Joan H. Marks, MS
Co-Director of The New York Breast Cancer Study
Sarah Lawrence College, Bronxville, NY
2009-2010 BCRF Project:
The New York Breast Cancer Study
Co-Investigator: Mary-Claire King, PhD, New York Breast Cancer Study at the University of Washington, Seattle, WA
The goals of the New York Breast Cancer Study are to identify genes underlying inherited risk of breast cancer among women of Ashkenazi Jewish ancestry, then to generalize their findings from Jewish women to women of all ancestries. This year, for the first time, the researchers have the capacity to address this question by sequencing the entire genomes of selected breast cancer patients. Their subjects for complete genome sequencing are five Ashkenazi Jewish women who developed breast cancer and whose families have been severely affected, but who have normal sequence of all known breast cancer genes. Inherited mutations predisposing to breast cancer in these patients could occur in anywhere in the human genome. By determining their complete genome sequences, the investigators will identify every rare genetic variant and evaluate which are coinherited with breast cancer in their families and which are associated with breast cancer in the Ashkenazi population as a whole. New breast cancer genes identified in the Ashkenazi Jewish populations will then be sequenced for other mutations in other populations.
Mid-Year Progress Report:
The goals of the New York Breast Cancer Study are to identify genes underlying inherited risk of breast cancer among women of Ashkenazi Jewish ancestry, then to generalize these findings from Jewish women to women of all ancestries. This year, for the first time, the researchers have introduced complete human genome sequencing to address this goal. They carry out this sequencing entirely in the King laboratory.
The first subjects for sequencing are DNA samples from five Ashkenazi Jewish women who developed breast cancer and whose families have been severely affected, but who have normal sequence of all known breast cancer genes. Inherited mutations predisposing to breast cancer in these patients could occur in anywhere in the human genome. From their genomic sequences, the researchers will identify every rare genetic variant and evaluate which are co-inherited with breast cancer in their families and which are associated with breast cancer in the Ashkenazi population as a whole. New breast cancer genes identified in the Ashkenazi Jewish populations will then be sequenced for other mutations in other populations. This is the first application of complete genome sequencing to inherited breast cancer anywhere in the world.
Bio:
Joan H. Marks is Co-Director of The New York Breast Cancer Study, a research project examining the role of breast cancer genes in increasing the incidence of breast cancer in Ashkenazi Jewish women.

Assigned task 1 ▸
Answer these questions about the New York Breast Cancer Study page:
(a) In which laboratory is the complete genome sequencing carried out?
(b) How many women provided the first DNA samples for sequencing?
(c) With which college is Joan H. Marks listed?
Assigned task 2 ▸
According to the New York Breast Cancer Study page, why do the researchers sequence the complete genomes of the selected patients? Answer in one to three sentences.
Assigned task 3 ▸
Transcribe the part of the New York Breast Cancer Study page starting at "The first subjects" and ending at "in the world.".
The material that comes next is not needed for this work.

Entries drawn from a collection ▸
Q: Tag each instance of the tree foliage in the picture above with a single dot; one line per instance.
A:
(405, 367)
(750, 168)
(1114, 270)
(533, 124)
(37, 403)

Response box 1 ▸
(a) The King laboratory.
(b) Five Ashkenazi Jewish women.
(c) Sarah Lawrence College, Bronxville, NY.

Response box 2 ▸
The selected patients have normal sequence of all known breast cancer genes, so inherited mutations predisposing them to breast cancer could occur anywhere in the human genome. Sequencing their complete genomes lets the investigators identify every rare genetic variant. They can then evaluate which variants are co-inherited with breast cancer in the families and which are associated with breast cancer in the Ashkenazi population.

Response box 3 ▸
The first subjects for sequencing are DNA samples from five Ashkenazi Jewish women who developed breast cancer and whose families have been severely affected, but who have normal sequence of all known breast cancer genes. Inherited mutations predisposing to breast cancer in these patients could occur in anywhere in the human genome. From their genomic sequences, the researchers will identify every rare genetic variant and evaluate which are co-inherited with breast cancer in their families and which are associated with breast cancer in the Ashkenazi population as a whole. New breast cancer genes identified in the Ashkenazi Jewish populations will then be sequenced for other mutations in other populations. This is the first application of complete genome sequencing to inherited breast cancer anywhere in the world.